### GOAL OF THE EXERCISE
Transcribe everything in the listing as written, and let no image into the copy.

### MATERIAL FOR THIS EXERCISE
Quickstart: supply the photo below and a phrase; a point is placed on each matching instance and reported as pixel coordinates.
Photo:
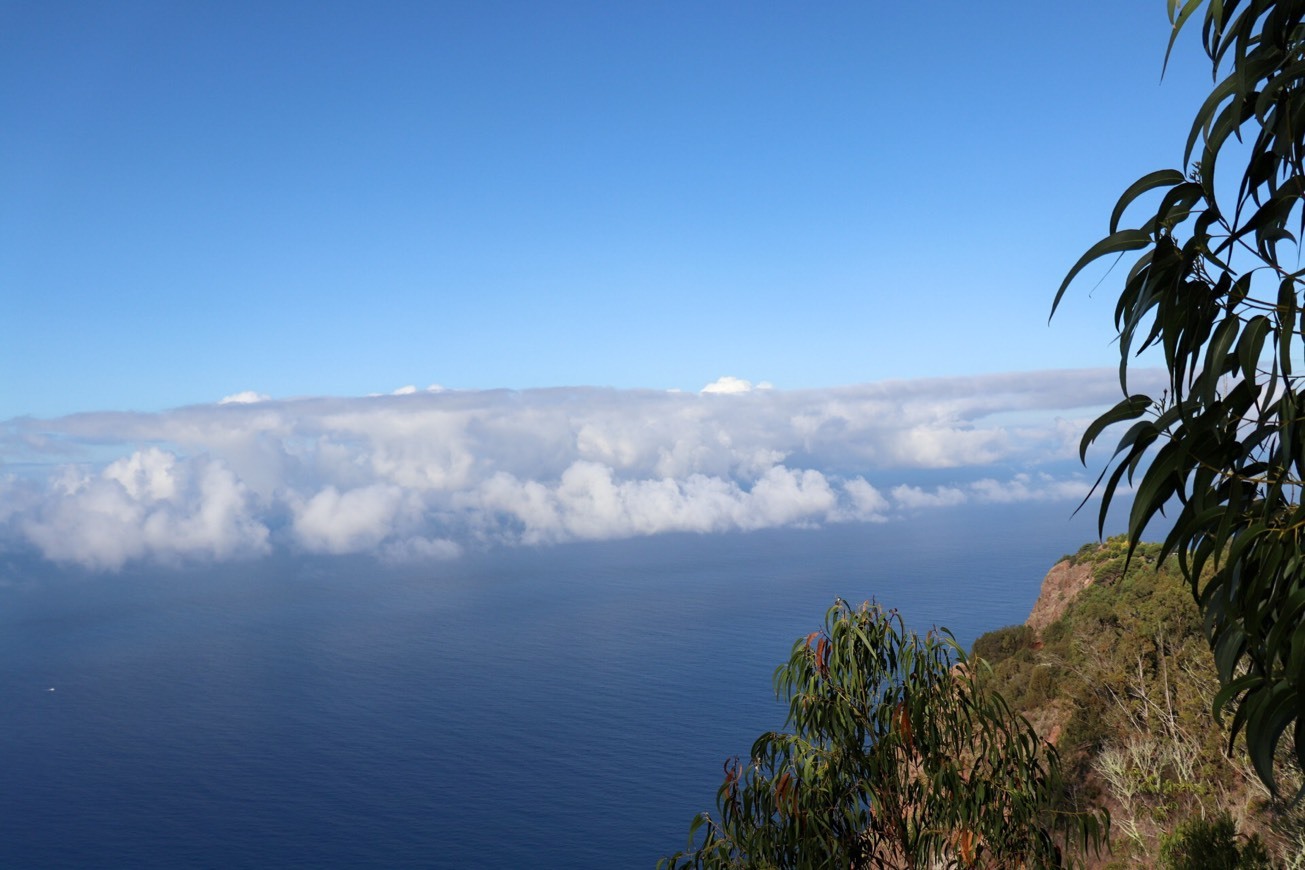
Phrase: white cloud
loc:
(359, 519)
(247, 397)
(145, 505)
(916, 498)
(728, 384)
(427, 474)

### PROBLEM SOLUTION
Quickstart: supply the photo below and a phrase; a point is placed on each matching instance and reported as pixel coordinates.
Photo:
Phrase: white cloud
loc:
(359, 519)
(247, 397)
(145, 505)
(916, 498)
(728, 384)
(427, 474)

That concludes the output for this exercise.